PROVIDED RECORDS -
-=-=-=-=-

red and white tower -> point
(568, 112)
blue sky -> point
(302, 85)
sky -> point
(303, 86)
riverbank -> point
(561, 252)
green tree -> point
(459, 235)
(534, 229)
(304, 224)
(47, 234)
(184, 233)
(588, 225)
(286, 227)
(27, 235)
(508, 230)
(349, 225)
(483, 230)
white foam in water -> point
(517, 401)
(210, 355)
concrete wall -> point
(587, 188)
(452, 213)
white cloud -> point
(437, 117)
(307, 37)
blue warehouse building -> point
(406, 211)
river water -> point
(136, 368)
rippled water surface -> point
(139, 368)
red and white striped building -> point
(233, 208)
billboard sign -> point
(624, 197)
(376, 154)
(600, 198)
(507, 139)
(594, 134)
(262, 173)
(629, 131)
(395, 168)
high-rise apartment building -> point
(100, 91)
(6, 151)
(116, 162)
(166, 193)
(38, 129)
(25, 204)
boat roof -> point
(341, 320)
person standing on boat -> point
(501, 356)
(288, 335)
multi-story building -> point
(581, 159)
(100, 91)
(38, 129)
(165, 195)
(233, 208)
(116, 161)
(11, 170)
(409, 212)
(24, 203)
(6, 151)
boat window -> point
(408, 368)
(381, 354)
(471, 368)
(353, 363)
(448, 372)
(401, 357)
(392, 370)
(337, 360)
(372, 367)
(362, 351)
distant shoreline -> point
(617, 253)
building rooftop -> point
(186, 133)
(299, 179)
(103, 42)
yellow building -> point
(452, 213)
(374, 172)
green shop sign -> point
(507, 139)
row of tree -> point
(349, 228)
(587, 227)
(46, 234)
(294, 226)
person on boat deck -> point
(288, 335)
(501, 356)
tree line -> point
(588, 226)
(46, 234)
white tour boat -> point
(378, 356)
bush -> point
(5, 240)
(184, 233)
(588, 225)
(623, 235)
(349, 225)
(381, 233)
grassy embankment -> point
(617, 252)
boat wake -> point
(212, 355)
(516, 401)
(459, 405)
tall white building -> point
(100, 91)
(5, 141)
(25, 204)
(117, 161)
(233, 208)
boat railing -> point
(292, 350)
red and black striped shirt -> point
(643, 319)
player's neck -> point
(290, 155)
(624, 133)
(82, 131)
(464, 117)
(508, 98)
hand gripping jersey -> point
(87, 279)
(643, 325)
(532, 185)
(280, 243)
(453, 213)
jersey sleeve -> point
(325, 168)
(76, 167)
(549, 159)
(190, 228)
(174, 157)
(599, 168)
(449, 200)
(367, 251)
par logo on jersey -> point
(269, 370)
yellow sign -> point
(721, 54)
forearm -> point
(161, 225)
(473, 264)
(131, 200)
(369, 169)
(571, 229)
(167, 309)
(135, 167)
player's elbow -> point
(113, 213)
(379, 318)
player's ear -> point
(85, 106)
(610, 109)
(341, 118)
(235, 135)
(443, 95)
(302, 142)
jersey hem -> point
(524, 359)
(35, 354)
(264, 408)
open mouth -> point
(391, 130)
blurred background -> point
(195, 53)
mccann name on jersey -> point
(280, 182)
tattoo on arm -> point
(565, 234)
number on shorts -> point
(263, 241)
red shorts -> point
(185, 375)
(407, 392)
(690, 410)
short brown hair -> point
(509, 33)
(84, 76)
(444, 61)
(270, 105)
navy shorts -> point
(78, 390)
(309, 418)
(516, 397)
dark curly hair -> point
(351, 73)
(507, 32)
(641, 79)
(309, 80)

-=-=-=-=-

INSTRUCTION -
Begin at the line containing "par logo on jersey -> point" and reproduce each line through the end of the records above.

RESULT OF THIS EXERCISE -
par logo on jersey -> point
(269, 370)
yellow sign -> point
(721, 54)
forearm -> point
(161, 225)
(473, 264)
(131, 200)
(369, 169)
(571, 229)
(167, 309)
(135, 167)
player's elbow -> point
(113, 213)
(379, 318)
player's ear -> point
(85, 106)
(610, 109)
(341, 118)
(235, 135)
(443, 95)
(302, 142)
jersey hem -> point
(524, 359)
(35, 354)
(264, 408)
open mouth -> point
(391, 130)
blurred background -> point
(195, 53)
mccann name on jersey -> point
(280, 182)
tattoo on arm -> point
(565, 234)
number on shorts -> point
(263, 241)
red shorts -> point
(185, 375)
(407, 392)
(690, 410)
short brown hair -> point
(509, 33)
(84, 76)
(444, 61)
(270, 105)
navy shorts -> point
(78, 390)
(309, 418)
(516, 397)
dark curly hair -> point
(351, 73)
(507, 32)
(641, 79)
(309, 80)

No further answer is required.